→ WHAT TO WORK ON
Output each line of the material exactly as it stands.

_ _ _ _ _

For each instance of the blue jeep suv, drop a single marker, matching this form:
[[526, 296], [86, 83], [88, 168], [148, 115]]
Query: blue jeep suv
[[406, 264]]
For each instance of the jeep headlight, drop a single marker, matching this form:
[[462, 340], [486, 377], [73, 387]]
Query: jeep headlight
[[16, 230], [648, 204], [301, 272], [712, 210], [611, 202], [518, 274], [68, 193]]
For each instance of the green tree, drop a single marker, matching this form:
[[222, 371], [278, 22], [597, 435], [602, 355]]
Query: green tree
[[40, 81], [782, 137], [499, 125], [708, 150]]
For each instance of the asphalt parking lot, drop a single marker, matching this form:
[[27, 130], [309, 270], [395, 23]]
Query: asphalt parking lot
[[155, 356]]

_ _ _ _ _

→ EXERCISE SOLUTION
For each instance of the blue jeep suv, drop a single marker, matching this form:
[[526, 296], [86, 83], [88, 168], [148, 115]]
Query: blue jeep suv
[[406, 264]]
For each instance of the jeep headlight, drop a single marker, matching this form:
[[462, 340], [486, 377], [73, 387]]
Query: jeep headlight
[[16, 230], [648, 204], [301, 272], [712, 210], [611, 202], [518, 274], [68, 193]]
For each instance of the green tree, drop a single marker, matching this form:
[[222, 371], [278, 22], [597, 435], [602, 355]]
Query: green tree
[[40, 81], [782, 137], [499, 125], [708, 150]]
For each instance of the asphalt parking lot, drop a single marker, matching this form:
[[27, 130], [309, 270], [395, 23]]
Query: asphalt parking lot
[[155, 356]]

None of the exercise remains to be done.